While the talk of building “Green” homes has cooled off in recent years, it is still on our minds. The reason being is that sustainability is still a big concern for builders. As materials continue to get used up and costs rise, we want to see more growth in alternative products to keep new homes affordable.
In addition to sustainability, we are also on the lookout for products that are more durable or will perform better over a longer period of time. Many of those types of products are considered Green or Eco-Friendly, and we are all for that.
Building A More Eco-Friendly Home created by Donald A Gardner Architects
Here are some tips we have discovered to building a more eco-friendly home:
- Positioning is Key – Before spending money on products, set the home up properly. This means orientating the home to take advantage of sunlight and the possibility for adding solar power, either now or the future. The correct position of the home also helps ensure you have sunlight in the rooms when you are most likely in them and taking advantage of the natural views on your property.
- LED Lighting – Utilize LED lighting wherever possible. LED lights not only save you money because they last longer, but they`re brighter than traditional light bulbs and do not generate as much heat, which is an added benefit during air-conditioning seasons.
- Building Efficiency – It doesn’t matter how much you spend on eco-friendly products, if your home is not sealed up properly or built correctly all those savings will go to waste. A builder who takes a second look through a home before it is insulated or getting a 3rd party energy verifier at your site can save you tons of money in the long run.
- Certified Products – Choose Energy Star or Focus on Energy rated products. Appliances, furnaces, air conditioners, and windows often carry Energy Star or Focus on Energy certifications. These products are tested and meet the high standards of these programs. Windows are also built differently for each region of the country, so it is important to make sure you have the right type of window for your local climate.

→ Data for this exercise
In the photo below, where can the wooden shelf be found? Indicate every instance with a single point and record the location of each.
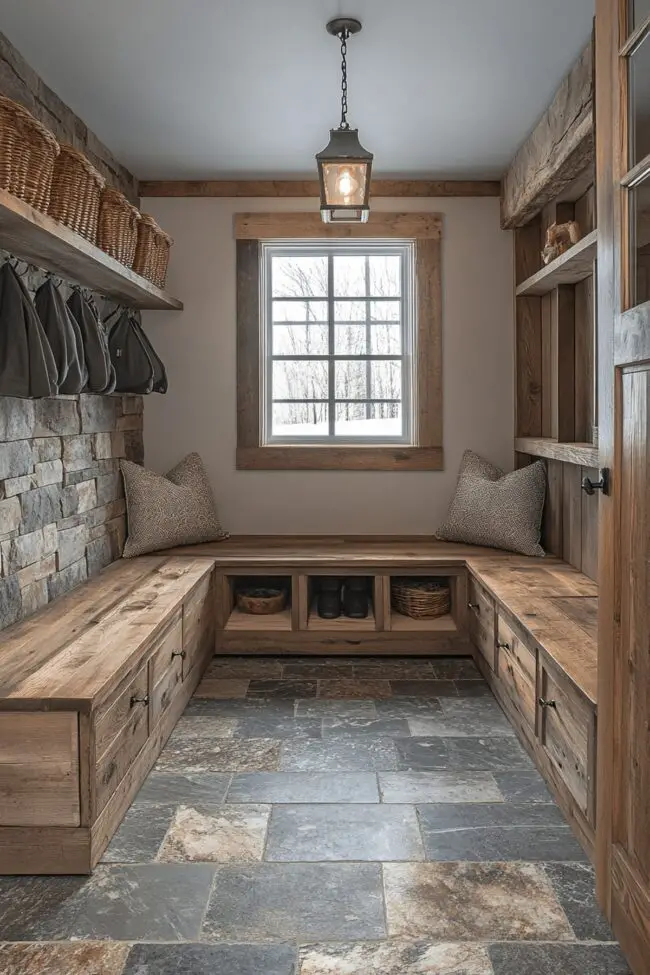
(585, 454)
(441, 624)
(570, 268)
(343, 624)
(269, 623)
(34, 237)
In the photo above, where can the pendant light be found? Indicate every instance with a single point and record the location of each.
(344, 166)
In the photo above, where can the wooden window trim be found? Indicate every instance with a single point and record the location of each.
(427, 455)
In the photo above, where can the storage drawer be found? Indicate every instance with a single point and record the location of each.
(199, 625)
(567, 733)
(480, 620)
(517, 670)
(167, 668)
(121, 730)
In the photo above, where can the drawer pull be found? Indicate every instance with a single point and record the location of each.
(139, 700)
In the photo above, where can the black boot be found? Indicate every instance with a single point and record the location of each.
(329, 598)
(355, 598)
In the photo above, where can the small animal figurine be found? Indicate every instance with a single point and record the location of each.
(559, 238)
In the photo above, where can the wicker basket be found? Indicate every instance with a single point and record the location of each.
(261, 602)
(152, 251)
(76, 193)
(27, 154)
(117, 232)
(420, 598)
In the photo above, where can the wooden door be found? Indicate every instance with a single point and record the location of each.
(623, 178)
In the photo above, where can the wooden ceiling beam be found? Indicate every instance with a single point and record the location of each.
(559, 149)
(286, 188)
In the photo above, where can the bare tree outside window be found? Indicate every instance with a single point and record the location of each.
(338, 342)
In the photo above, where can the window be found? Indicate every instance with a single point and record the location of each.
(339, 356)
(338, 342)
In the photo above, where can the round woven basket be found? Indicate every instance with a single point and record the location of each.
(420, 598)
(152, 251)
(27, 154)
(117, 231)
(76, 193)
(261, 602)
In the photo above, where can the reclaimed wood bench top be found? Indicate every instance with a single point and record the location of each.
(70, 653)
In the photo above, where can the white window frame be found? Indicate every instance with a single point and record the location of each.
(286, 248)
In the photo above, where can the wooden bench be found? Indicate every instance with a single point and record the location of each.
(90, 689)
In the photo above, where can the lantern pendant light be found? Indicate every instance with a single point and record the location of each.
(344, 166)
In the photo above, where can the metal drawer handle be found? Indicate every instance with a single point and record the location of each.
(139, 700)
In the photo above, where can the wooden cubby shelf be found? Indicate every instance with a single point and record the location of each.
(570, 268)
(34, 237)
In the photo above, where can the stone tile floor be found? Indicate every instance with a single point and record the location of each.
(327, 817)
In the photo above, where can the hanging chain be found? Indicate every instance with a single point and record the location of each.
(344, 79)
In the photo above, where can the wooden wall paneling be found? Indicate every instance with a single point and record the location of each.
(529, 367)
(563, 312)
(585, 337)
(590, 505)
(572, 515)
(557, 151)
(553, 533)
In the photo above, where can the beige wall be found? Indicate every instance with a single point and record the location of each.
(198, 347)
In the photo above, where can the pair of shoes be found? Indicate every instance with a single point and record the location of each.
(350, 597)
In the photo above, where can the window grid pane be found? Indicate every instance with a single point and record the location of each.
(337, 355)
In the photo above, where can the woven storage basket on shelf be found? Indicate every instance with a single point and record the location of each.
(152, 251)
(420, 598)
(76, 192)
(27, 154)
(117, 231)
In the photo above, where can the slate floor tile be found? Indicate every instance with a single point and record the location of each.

→ Directives
1. Which two certifications does the text on eco-friendly homes recommend choosing products for?
2. Pull out every line of the entries that contains the string "woven". Case counts.

→ Results by task
1. Energy Star or Focus on Energy

2.
In the photo above, where can the round woven basket be found? Indicate every instance with a single point and record the location of each.
In the photo above, where can the woven storage basket on shelf be found? Indicate every instance with a single point and record the location of each.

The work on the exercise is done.